#### MATERIAL FOR THE TASK
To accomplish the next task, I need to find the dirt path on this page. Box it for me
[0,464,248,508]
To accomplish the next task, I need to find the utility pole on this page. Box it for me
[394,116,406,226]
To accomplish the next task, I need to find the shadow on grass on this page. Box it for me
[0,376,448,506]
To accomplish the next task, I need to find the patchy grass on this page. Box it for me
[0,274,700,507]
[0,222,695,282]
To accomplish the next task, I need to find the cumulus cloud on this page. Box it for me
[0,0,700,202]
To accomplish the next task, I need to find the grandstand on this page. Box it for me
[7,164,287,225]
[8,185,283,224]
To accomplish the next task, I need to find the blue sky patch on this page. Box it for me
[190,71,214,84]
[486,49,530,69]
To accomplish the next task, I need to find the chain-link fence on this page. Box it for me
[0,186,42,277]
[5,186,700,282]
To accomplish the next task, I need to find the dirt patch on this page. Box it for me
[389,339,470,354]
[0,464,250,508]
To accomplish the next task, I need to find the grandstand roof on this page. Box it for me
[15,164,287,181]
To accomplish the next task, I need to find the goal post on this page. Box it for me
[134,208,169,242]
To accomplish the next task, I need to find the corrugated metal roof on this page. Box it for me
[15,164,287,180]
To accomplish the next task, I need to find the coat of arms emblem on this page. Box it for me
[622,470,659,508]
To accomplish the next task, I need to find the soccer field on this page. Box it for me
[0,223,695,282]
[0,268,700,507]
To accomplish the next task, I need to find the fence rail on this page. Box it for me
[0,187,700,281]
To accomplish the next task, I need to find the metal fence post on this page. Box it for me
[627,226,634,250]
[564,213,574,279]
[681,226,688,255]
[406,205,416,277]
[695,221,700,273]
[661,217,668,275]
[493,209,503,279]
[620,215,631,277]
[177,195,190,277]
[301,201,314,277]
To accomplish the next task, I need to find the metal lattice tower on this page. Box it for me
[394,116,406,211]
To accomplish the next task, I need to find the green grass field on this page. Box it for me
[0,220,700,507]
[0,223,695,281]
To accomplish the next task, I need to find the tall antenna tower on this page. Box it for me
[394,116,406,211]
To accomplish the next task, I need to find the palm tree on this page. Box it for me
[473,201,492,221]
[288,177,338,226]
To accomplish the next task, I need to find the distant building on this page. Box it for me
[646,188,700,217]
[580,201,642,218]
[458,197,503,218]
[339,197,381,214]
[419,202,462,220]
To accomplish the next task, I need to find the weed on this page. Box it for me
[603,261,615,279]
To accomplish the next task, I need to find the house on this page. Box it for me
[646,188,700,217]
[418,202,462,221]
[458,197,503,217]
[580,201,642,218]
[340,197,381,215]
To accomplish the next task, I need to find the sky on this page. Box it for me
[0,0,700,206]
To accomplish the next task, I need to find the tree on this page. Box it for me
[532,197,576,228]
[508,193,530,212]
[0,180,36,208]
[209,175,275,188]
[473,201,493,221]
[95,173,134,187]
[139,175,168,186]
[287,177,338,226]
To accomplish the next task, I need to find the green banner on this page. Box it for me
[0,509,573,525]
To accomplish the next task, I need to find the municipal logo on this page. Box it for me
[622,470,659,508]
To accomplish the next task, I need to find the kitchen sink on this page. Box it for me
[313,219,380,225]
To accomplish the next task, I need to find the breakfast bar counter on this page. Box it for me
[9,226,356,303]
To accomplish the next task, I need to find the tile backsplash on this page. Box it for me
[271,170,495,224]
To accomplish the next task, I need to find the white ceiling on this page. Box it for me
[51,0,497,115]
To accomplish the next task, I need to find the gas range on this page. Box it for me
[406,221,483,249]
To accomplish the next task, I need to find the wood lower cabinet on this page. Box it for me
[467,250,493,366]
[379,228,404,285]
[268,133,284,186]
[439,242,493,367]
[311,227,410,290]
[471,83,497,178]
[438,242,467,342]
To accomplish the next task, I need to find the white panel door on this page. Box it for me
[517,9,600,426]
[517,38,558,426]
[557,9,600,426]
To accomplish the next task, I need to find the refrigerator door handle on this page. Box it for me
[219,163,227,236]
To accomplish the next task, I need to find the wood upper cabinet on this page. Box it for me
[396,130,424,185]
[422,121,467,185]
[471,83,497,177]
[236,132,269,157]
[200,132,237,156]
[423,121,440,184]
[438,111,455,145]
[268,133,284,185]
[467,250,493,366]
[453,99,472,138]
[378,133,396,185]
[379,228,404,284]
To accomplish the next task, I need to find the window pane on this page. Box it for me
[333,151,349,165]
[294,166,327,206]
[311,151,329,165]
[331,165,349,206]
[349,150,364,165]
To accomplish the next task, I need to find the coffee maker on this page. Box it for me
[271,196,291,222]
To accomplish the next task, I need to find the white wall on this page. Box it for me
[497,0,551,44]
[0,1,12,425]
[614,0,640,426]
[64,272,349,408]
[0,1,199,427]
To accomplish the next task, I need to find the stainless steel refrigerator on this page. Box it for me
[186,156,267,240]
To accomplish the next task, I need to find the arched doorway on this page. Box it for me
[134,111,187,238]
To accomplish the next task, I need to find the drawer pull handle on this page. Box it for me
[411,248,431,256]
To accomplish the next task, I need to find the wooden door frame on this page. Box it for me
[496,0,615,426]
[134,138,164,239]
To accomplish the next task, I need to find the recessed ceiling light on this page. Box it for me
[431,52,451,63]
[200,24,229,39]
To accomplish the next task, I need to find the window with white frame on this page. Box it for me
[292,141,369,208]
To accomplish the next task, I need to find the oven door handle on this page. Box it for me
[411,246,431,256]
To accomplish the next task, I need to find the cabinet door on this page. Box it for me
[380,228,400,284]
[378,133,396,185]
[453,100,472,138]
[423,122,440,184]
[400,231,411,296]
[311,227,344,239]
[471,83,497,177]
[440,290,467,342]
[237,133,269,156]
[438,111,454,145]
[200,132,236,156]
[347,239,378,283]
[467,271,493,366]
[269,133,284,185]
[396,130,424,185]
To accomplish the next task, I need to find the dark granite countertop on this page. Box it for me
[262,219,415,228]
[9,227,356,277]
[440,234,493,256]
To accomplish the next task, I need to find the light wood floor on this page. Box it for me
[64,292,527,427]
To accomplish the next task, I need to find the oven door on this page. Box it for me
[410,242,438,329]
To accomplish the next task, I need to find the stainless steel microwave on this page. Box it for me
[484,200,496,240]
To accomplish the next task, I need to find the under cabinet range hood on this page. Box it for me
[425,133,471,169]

#### EXERCISE TASK
Reproduce everything in the records from the line containing "To accomplish the next task, I need to find the kitchen" down to the line containing "[134,138,164,239]", both included, requests and all. Shift every bounding-box coordinate in the answers by adding 123.

#### ANSWER BELOW
To accomplish the next task, I need to find the kitchen sink on this page. Box it for me
[436,342,503,348]
To accomplish the next task, I need to find the breakfast bar counter on this page. Box it for me
[132,349,479,426]
To accomplish the next task, I need to find the tile backsplash on this page. Box it for me
[394,293,618,347]
To accomplish the next task, I need to find the white ceiling on this page. Box it for me
[174,123,620,238]
To accomplish the next task, I need to find the gas range on this page. Box it for me
[529,344,606,372]
To accomplish the next task, I need to find the wood lower cabinet on this page. Box it for me
[590,373,616,489]
[502,351,527,408]
[391,256,407,309]
[562,365,616,490]
[434,350,533,413]
[594,206,620,301]
[561,365,590,465]
To accomplish the next task, I need to find the white panel door on this page. Box it for me
[640,132,723,549]
[640,161,681,549]
[680,132,723,549]
To accomplish the next task, I need to find the refrigerator door handle on this page. Box it for me
[342,286,350,359]
To accomplish the next task, I need to find the wood upper cabinet on this page. Box it for me
[519,253,547,308]
[545,244,590,308]
[594,206,620,300]
[359,255,392,280]
[323,255,360,279]
[546,244,563,307]
[561,234,578,268]
[391,256,407,308]
[590,373,616,489]
[576,222,595,261]
[501,256,519,308]
[502,351,527,407]
To accomplish the next task, I need to find the window pane on this page. Box it for me
[456,274,472,288]
[417,289,450,329]
[434,274,452,288]
[454,288,472,329]
[472,273,487,288]
To accomplish the next task, I need to find the coffee maker on this page. Box it for me
[394,319,414,345]
To accomplish the next task, I need to find the white wall on this page. Box it for me
[620,123,674,167]
[123,124,135,548]
[737,123,763,549]
[187,395,472,531]
[123,124,322,550]
To accomplish the next task, I need to find the stainless steel refrigerator on this page. Box it for me
[309,279,390,363]
To accomplish the next task, I need to find the arched doorway on this page. Box it for me
[257,234,310,361]
To accomplish the next task, I need to find the drawer pull handle on this page. Box it for me
[534,371,554,379]
To accomplish the next task, I need to find the wooden door frame on this page. Box it for me
[619,123,738,549]
[257,261,287,362]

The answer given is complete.